## Requirement
Can you rewrite the listing below so that every "Drop one marker per instance" becomes "Place one point for each instance", with nothing else altered?

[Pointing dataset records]
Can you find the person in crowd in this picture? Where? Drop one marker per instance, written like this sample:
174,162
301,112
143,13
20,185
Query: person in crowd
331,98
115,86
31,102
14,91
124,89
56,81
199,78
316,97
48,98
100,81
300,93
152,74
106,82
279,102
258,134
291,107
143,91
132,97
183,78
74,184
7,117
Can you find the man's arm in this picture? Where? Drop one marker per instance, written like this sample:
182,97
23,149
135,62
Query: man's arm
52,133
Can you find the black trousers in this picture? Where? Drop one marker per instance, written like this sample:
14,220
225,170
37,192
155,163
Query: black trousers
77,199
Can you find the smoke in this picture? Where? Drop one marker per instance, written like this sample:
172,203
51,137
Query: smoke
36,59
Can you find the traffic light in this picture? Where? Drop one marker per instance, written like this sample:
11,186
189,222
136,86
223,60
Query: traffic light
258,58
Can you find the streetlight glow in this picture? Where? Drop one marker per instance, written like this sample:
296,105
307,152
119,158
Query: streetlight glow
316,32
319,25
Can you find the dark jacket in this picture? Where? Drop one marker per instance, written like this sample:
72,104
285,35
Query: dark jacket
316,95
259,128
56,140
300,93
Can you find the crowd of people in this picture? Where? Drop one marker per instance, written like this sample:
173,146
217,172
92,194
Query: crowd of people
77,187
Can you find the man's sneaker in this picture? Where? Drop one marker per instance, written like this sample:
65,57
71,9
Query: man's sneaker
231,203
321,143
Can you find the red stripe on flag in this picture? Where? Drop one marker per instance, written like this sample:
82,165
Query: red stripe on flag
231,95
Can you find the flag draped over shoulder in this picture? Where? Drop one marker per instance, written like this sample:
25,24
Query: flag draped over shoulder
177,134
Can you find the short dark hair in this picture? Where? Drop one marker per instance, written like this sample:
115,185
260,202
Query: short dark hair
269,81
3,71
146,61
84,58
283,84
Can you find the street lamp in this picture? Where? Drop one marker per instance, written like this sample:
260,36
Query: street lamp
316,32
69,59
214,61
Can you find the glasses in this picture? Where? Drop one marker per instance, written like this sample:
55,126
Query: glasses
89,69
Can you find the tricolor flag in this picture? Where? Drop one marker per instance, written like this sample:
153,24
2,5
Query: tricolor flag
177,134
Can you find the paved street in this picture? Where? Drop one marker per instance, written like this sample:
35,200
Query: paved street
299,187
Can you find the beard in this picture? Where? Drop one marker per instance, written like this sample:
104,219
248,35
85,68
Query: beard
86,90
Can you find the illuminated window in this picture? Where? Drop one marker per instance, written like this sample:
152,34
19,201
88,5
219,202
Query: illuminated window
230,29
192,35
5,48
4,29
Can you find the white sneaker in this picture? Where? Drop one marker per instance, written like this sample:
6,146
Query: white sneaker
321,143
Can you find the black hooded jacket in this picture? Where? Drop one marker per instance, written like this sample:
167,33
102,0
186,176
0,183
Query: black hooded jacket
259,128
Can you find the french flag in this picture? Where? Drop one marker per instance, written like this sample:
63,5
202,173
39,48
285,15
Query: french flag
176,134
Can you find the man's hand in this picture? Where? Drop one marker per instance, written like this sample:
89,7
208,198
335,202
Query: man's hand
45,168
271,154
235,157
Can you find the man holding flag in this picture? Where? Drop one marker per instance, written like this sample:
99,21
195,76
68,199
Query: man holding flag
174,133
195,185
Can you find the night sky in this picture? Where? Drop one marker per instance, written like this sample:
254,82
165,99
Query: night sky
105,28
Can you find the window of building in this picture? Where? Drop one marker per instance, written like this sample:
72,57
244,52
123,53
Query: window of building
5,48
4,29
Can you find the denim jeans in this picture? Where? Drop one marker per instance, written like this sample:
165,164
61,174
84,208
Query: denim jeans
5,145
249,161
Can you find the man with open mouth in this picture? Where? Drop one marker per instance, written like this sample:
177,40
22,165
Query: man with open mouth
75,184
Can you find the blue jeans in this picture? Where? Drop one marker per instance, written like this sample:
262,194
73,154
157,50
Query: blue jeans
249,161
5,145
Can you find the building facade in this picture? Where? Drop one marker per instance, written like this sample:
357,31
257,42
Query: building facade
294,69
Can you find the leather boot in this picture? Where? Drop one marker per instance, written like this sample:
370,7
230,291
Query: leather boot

## Result of the exercise
Can you find the person in crowd in this picture? Where? Place one point for each instance, written like this sample:
174,162
301,112
143,13
20,185
Query: person in crowd
331,98
115,86
31,102
14,91
124,89
56,81
199,78
316,97
48,98
100,81
300,93
152,74
106,82
279,102
258,134
291,107
143,91
132,97
183,78
74,184
7,117
Can you find the man's arm in this picture? Where? Place one point for each instance, written like this sample:
182,97
23,149
135,62
Query: man's arm
52,133
Can you find the black trousers in this picture? Where? Place one point for each instance, written like this sample:
14,220
225,170
37,192
155,163
Query: black trousers
77,199
Can you find the smoke in this picture? Where? Place one point for each instance, written like this sample:
172,203
51,137
Query: smoke
36,59
Can you find the traffic light in this picture? Where? Place one point for each instance, written like this sample:
11,186
189,222
136,86
223,60
Query: traffic light
258,58
Can you find the streetlight glow in this picture? Where? Place one point for each instance, written like this sample:
296,105
307,152
119,158
Query: streetlight glow
316,32
319,25
Can you find the dark jacket in this picture? Where? Place one point for each instance, written like this sample:
72,104
285,35
Query: dark jacket
316,95
259,128
56,140
300,93
Can you find the crowd of people in this picture? Where? Place one point for each instance, written like this sample:
173,146
217,172
92,194
Query: crowd of people
77,187
Can you find the man's sneaker in this picture? Where? Place one point for each instance, written like this sample:
65,57
71,9
Query: man's sneaker
231,203
321,143
Can you find the red stripe on flag in this picture? Where? Place one point for each instance, written like this sample:
82,165
Query: red stripe on flag
231,95
Can you find the flag draped over shoulder in this picture? Where? Place one point for each instance, written like this sample:
25,24
Query: flag draped over shoulder
177,134
Can you find the short dark hair in this picture? Where? Place one point for each instance, written like this sample:
115,185
260,202
Query: short dark hair
269,81
3,71
146,61
84,58
283,84
Can you find the street lamp in this picture? Where? Place one point for each instance, written like this sample:
260,36
Query: street lamp
316,32
69,59
214,61
Can you find the glasses in this picture? Where? Place one point for each instance, written like this sample:
55,126
Query: glasses
89,69
Can you find the tricolor flag in this picture? Where? Place one point for each instance, written like this sample:
153,24
2,5
Query: tricolor flag
177,134
Can you find the paved street in this picture? Where? Place one point for each instance, written like this sample:
35,200
Query: paved street
299,187
Can you find the beard in this picture? Where? Place one point for each instance, written like this sample:
104,219
248,35
85,68
Query: beard
86,90
Can you find the illuminated window in this picture? Where? Place one point for each instance, written like this sample:
152,34
19,201
88,5
219,202
Query: illuminated window
230,29
192,35
5,48
4,29
Can you find the white sneaker in this picture? Where? Place one point for each instance, written like this sample:
6,146
Query: white sneaker
321,143
Can you find the black hooded jacket in this picture? Where? Place one point for each instance, written like this sample:
167,33
102,0
186,176
0,183
Query: black hooded jacket
259,128
Can you find the french flag in this picture? Where? Place one point for each instance, written like this sample:
63,5
202,173
39,48
285,15
Query: french flag
176,134
Can you find the man's hand in this picture? Where? Place one point for each instance, written like this sample:
89,7
208,198
335,202
Query: man's hand
45,168
271,154
235,157
Can you find the man holding flag in this picture? Where? Place one point for each instance, written like this sample:
99,21
195,76
68,199
Query: man holding flag
174,133
195,185
Can you find the night sky in this picture? Where? Place one point for each instance, written like this sample:
254,82
165,99
Query: night sky
105,28
Can you find the window of building in this picture? Where? Place one point for each instance, written like this sample:
72,57
244,52
123,53
Query: window of building
5,48
4,29
Can you find the denim jeans in this picture? Where? Place one point for each instance, written like this sample:
165,164
61,174
84,208
Query: denim jeans
5,145
249,161
Can you find the man with open mouth in this picture? Where? Place one point for each instance, written like this sample:
177,40
22,165
Query: man with open mouth
75,184
Can you find the blue jeans in this picture? Where? Place one point for each instance, written like this sample:
262,194
73,154
157,50
Query: blue jeans
249,161
5,145
Can you find the building facade in this picture? Where? Place one point for each instance, written like this sample:
357,31
257,42
Query: building facade
294,69
Can you find the leather boot in this picture? Where? Place one point for each instance, written like this sample:
370,7
230,291
Query: leather boot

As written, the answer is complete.